--- Task objective ---
In the entries below, find every line with "horse" and copy it.

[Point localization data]
....

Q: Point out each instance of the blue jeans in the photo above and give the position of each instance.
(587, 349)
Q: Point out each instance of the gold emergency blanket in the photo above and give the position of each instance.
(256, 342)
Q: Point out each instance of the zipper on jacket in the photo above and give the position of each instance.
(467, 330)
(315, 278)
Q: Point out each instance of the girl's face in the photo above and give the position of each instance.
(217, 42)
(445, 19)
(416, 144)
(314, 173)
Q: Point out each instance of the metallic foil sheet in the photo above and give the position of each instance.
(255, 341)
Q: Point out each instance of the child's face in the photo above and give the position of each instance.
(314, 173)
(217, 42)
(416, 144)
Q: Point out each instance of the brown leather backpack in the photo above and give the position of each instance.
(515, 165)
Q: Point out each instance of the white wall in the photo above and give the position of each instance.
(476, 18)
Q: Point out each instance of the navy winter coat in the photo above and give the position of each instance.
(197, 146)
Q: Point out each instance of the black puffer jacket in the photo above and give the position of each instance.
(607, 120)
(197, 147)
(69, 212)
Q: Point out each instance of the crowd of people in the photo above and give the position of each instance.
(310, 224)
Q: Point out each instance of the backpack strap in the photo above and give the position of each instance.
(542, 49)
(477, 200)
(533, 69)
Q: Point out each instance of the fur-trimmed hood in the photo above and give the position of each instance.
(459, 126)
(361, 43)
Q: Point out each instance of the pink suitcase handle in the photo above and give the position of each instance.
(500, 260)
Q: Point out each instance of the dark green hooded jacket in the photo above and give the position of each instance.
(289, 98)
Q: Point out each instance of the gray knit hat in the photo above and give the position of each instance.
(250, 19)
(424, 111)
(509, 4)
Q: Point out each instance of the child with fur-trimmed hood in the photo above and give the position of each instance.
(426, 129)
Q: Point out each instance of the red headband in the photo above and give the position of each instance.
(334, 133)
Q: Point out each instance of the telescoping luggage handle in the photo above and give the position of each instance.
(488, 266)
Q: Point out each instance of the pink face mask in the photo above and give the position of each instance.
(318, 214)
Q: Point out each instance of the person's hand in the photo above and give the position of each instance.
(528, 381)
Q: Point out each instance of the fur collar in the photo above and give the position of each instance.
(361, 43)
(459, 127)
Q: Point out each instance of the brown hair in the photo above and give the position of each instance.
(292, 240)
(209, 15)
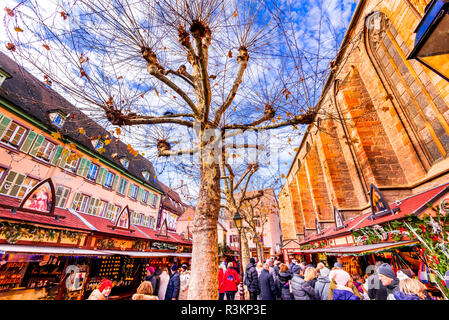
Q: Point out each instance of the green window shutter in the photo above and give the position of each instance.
(65, 155)
(102, 176)
(28, 142)
(57, 155)
(39, 140)
(83, 168)
(116, 179)
(4, 123)
(14, 190)
(8, 182)
(76, 198)
(139, 194)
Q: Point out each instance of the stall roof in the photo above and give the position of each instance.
(361, 249)
(7, 248)
(147, 254)
(407, 206)
(69, 220)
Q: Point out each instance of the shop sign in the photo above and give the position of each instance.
(338, 218)
(379, 205)
(163, 246)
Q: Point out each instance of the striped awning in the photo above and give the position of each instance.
(368, 248)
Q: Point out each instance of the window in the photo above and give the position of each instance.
(57, 119)
(45, 150)
(145, 196)
(125, 162)
(80, 202)
(102, 208)
(133, 191)
(92, 173)
(26, 186)
(72, 163)
(62, 193)
(14, 134)
(17, 185)
(97, 144)
(109, 180)
(146, 175)
(122, 186)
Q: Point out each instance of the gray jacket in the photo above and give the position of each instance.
(301, 289)
(322, 287)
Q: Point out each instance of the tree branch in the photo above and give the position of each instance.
(242, 58)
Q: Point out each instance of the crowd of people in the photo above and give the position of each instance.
(273, 280)
(170, 283)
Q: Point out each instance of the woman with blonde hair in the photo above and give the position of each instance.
(310, 276)
(410, 289)
(144, 292)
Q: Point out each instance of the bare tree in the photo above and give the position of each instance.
(197, 72)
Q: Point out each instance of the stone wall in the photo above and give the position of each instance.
(390, 123)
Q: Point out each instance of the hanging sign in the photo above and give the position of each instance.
(163, 246)
(41, 199)
(123, 221)
(379, 205)
(163, 231)
(318, 226)
(339, 220)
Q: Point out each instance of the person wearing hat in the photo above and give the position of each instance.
(102, 292)
(344, 289)
(323, 283)
(153, 278)
(184, 280)
(252, 279)
(172, 292)
(389, 279)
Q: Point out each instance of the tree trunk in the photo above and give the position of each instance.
(245, 251)
(204, 269)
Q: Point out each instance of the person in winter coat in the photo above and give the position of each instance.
(282, 283)
(164, 279)
(410, 289)
(144, 292)
(221, 272)
(252, 279)
(344, 287)
(230, 281)
(376, 290)
(388, 278)
(153, 278)
(300, 288)
(322, 284)
(266, 283)
(172, 292)
(103, 291)
(184, 278)
(310, 276)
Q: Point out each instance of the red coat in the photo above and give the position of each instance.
(220, 280)
(230, 280)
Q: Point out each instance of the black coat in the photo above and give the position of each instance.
(266, 284)
(301, 289)
(252, 278)
(173, 287)
(283, 286)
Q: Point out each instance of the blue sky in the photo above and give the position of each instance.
(316, 29)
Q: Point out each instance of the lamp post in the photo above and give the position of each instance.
(238, 221)
(432, 38)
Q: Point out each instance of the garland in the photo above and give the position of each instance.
(13, 232)
(105, 244)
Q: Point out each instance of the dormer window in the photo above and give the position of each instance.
(57, 119)
(97, 144)
(146, 175)
(124, 162)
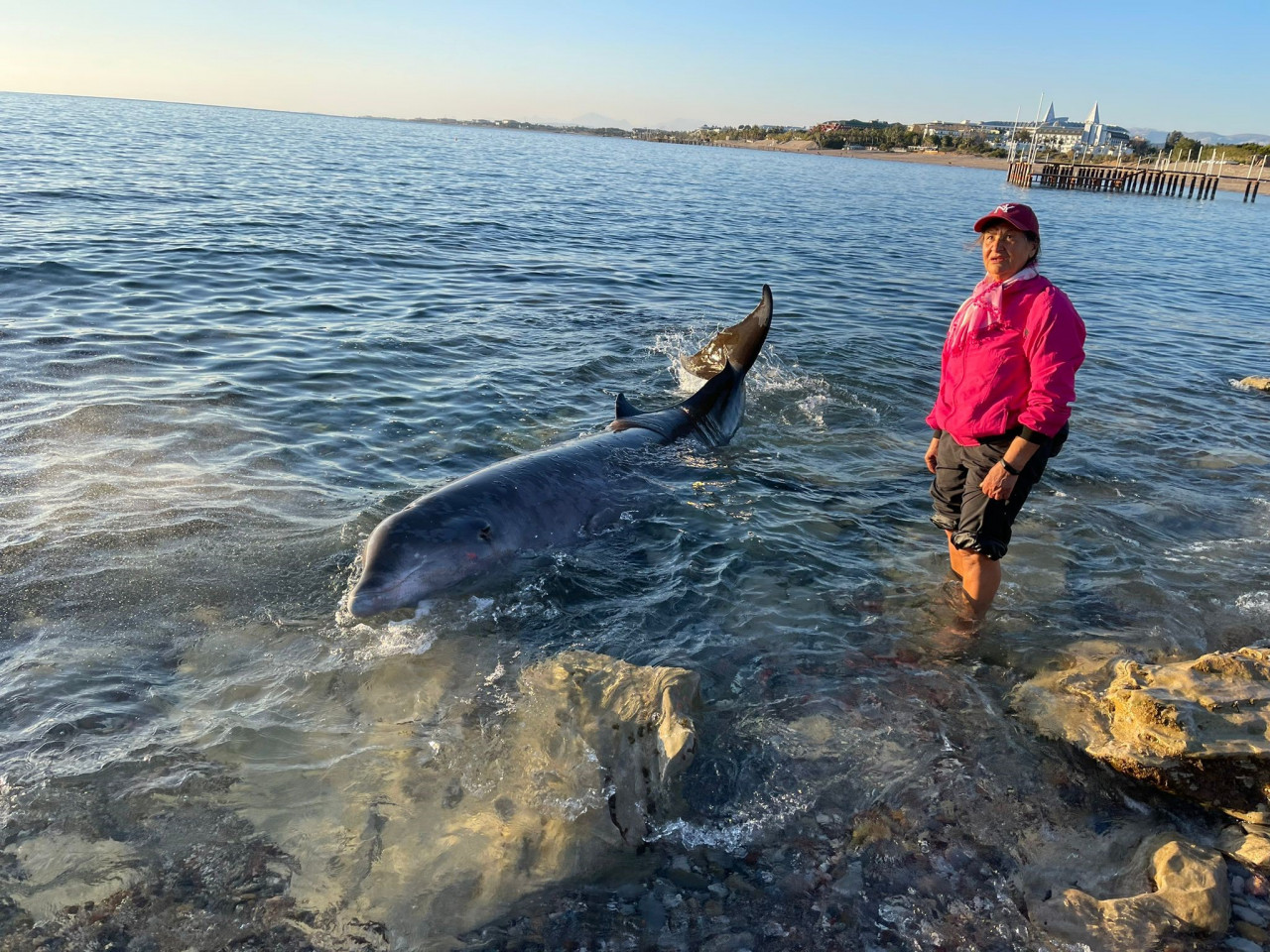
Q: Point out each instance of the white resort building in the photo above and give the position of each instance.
(1053, 132)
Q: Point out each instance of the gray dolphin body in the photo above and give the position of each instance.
(552, 497)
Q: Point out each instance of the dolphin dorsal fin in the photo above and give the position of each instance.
(738, 344)
(625, 408)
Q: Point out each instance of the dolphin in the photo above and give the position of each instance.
(552, 497)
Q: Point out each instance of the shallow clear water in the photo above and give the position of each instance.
(231, 341)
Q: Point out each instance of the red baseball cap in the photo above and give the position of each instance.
(1012, 213)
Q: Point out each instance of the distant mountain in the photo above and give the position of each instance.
(1207, 139)
(679, 125)
(594, 121)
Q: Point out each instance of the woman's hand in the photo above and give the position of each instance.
(998, 484)
(931, 452)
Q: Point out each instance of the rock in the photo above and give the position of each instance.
(1248, 848)
(1199, 729)
(1247, 914)
(635, 719)
(688, 880)
(432, 803)
(852, 881)
(729, 942)
(1252, 932)
(55, 871)
(1192, 896)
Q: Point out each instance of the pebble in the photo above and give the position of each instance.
(729, 942)
(1251, 932)
(1242, 910)
(851, 883)
(1257, 905)
(630, 892)
(688, 880)
(653, 912)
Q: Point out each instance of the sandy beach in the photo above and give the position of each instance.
(1228, 182)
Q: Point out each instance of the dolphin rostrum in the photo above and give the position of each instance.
(552, 497)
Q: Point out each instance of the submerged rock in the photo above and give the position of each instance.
(634, 720)
(1199, 729)
(431, 809)
(1192, 895)
(55, 871)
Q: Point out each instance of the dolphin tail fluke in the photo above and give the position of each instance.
(738, 344)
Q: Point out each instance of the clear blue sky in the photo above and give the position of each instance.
(1194, 66)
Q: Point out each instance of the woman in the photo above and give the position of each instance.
(1006, 382)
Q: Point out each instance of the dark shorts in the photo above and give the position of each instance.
(978, 524)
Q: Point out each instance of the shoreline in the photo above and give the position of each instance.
(1225, 182)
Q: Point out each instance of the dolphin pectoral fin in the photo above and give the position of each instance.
(625, 408)
(738, 344)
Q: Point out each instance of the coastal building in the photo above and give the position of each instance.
(1057, 132)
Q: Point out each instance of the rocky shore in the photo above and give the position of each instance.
(966, 853)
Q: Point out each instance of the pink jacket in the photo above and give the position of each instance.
(1010, 359)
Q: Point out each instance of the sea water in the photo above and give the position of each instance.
(231, 341)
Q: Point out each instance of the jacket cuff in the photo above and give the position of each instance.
(1034, 435)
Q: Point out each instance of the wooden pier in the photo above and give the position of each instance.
(1111, 178)
(1166, 179)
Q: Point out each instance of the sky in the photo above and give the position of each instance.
(1192, 66)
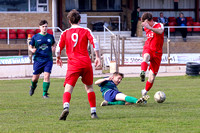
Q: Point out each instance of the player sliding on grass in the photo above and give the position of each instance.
(111, 94)
(75, 39)
(152, 51)
(42, 45)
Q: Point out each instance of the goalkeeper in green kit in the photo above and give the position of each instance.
(111, 94)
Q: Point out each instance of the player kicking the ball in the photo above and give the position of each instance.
(111, 94)
(152, 51)
(42, 45)
(75, 39)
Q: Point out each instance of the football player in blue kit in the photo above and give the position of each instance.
(111, 94)
(42, 45)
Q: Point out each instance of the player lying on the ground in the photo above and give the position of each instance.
(111, 94)
(152, 50)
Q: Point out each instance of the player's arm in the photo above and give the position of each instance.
(31, 46)
(32, 49)
(156, 30)
(99, 81)
(53, 47)
(59, 48)
(95, 44)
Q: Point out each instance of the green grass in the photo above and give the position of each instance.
(20, 112)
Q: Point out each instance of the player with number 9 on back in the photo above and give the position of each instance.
(75, 39)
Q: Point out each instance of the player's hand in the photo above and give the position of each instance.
(145, 24)
(97, 62)
(33, 50)
(109, 78)
(59, 62)
(53, 49)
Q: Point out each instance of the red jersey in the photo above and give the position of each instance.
(75, 39)
(154, 41)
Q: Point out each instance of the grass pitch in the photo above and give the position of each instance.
(20, 112)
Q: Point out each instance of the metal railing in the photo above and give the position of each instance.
(7, 28)
(178, 27)
(168, 38)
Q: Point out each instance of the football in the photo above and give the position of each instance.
(159, 97)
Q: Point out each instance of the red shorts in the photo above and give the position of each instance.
(155, 60)
(73, 75)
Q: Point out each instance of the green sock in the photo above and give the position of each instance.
(34, 84)
(45, 87)
(130, 99)
(116, 103)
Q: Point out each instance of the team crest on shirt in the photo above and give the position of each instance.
(43, 46)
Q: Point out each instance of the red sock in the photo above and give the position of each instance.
(66, 97)
(148, 85)
(144, 66)
(92, 99)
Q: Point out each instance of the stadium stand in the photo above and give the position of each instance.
(37, 31)
(189, 19)
(50, 31)
(155, 19)
(196, 24)
(3, 36)
(189, 30)
(172, 29)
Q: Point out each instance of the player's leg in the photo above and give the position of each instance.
(66, 101)
(87, 79)
(70, 82)
(33, 84)
(46, 82)
(144, 66)
(149, 83)
(105, 103)
(130, 99)
(154, 67)
(38, 68)
(92, 100)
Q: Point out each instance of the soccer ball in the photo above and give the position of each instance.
(159, 97)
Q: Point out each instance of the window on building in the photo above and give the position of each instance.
(82, 5)
(108, 4)
(23, 6)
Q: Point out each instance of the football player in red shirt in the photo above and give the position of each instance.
(75, 39)
(152, 50)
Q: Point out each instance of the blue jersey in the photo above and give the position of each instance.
(107, 85)
(43, 45)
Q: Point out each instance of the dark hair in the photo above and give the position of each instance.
(146, 15)
(118, 73)
(74, 16)
(42, 22)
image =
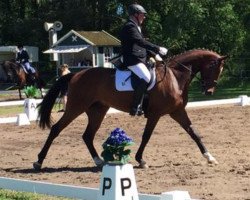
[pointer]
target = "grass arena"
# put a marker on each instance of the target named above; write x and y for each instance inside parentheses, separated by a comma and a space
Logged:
(174, 160)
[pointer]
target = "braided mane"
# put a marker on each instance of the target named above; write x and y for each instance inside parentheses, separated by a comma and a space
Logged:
(190, 51)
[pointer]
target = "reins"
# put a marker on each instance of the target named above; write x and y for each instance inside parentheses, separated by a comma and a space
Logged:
(184, 66)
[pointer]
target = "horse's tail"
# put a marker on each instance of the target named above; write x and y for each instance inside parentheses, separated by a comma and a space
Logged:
(46, 106)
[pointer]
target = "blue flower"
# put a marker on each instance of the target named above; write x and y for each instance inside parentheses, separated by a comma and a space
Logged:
(114, 147)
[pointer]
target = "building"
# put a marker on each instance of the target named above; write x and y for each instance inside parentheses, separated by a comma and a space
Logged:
(80, 49)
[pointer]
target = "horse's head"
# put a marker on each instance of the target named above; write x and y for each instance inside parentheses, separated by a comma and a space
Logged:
(210, 73)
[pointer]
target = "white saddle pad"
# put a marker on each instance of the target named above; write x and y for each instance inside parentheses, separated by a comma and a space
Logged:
(123, 80)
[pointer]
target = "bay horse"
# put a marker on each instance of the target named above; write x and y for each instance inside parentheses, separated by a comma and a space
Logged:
(15, 72)
(93, 91)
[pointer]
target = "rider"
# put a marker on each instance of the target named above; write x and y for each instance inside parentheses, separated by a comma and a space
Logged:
(134, 50)
(23, 58)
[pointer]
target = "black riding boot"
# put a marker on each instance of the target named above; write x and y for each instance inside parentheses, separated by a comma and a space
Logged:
(138, 98)
(31, 75)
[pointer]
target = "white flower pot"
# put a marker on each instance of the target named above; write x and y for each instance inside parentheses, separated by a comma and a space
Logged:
(30, 109)
(117, 183)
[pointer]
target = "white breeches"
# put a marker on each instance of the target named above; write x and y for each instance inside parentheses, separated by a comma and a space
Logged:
(28, 67)
(141, 71)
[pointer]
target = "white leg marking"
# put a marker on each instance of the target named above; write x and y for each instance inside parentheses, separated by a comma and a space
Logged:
(98, 161)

....

--- Output for this task ---
target = "horse's tail"
target = "horse's head"
target = "bay horse"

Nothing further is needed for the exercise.